## start Supplied entries
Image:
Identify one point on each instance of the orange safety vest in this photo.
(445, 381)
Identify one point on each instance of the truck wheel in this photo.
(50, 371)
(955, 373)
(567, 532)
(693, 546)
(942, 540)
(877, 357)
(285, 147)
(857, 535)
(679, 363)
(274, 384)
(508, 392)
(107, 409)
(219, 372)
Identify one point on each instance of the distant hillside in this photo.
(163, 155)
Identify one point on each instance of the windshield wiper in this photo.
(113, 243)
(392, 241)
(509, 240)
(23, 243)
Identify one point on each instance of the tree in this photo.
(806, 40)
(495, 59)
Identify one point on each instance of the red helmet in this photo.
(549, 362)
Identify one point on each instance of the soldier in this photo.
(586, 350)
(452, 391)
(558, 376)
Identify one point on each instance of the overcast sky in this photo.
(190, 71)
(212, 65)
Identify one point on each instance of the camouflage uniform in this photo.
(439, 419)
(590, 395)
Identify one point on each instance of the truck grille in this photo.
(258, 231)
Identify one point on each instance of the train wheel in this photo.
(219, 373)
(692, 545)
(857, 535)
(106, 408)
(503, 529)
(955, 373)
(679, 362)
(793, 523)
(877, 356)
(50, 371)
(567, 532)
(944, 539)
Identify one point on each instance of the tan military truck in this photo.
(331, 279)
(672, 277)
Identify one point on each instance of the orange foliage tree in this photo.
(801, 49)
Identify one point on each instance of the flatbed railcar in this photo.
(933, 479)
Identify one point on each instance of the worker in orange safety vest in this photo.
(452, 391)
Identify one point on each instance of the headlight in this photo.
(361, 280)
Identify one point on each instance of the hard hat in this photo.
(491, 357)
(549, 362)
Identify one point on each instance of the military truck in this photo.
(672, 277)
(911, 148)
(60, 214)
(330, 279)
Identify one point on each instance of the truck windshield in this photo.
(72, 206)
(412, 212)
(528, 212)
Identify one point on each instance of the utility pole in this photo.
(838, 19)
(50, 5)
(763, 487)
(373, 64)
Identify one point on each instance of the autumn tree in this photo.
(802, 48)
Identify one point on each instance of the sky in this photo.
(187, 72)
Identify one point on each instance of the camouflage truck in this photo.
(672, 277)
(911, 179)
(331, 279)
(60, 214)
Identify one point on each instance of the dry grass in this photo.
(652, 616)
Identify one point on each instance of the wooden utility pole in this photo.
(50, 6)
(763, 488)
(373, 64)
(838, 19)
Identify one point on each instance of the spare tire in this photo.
## end Supplied entries
In the entries above, take the line containing "Identify one point on each instance of the utility" and each later line through the last, and repeat them exactly. Output nothing else.

Identify one point on each instance of the utility pole in this photo.
(838, 19)
(50, 5)
(763, 487)
(373, 64)
Identify one point on each instance of the autumn tree in this photo.
(802, 48)
Identify one point on each instance of the sky in this photo.
(187, 72)
Identify one point on each instance of the camouflage truck in this photo.
(672, 277)
(911, 179)
(331, 279)
(60, 214)
Identify one point on each instance of the dry grass in this photo.
(652, 616)
Identify one point on each instance of the wooden utility pole in this photo.
(50, 6)
(763, 488)
(373, 64)
(838, 19)
Identify one point on each instance of the spare tire in this photo.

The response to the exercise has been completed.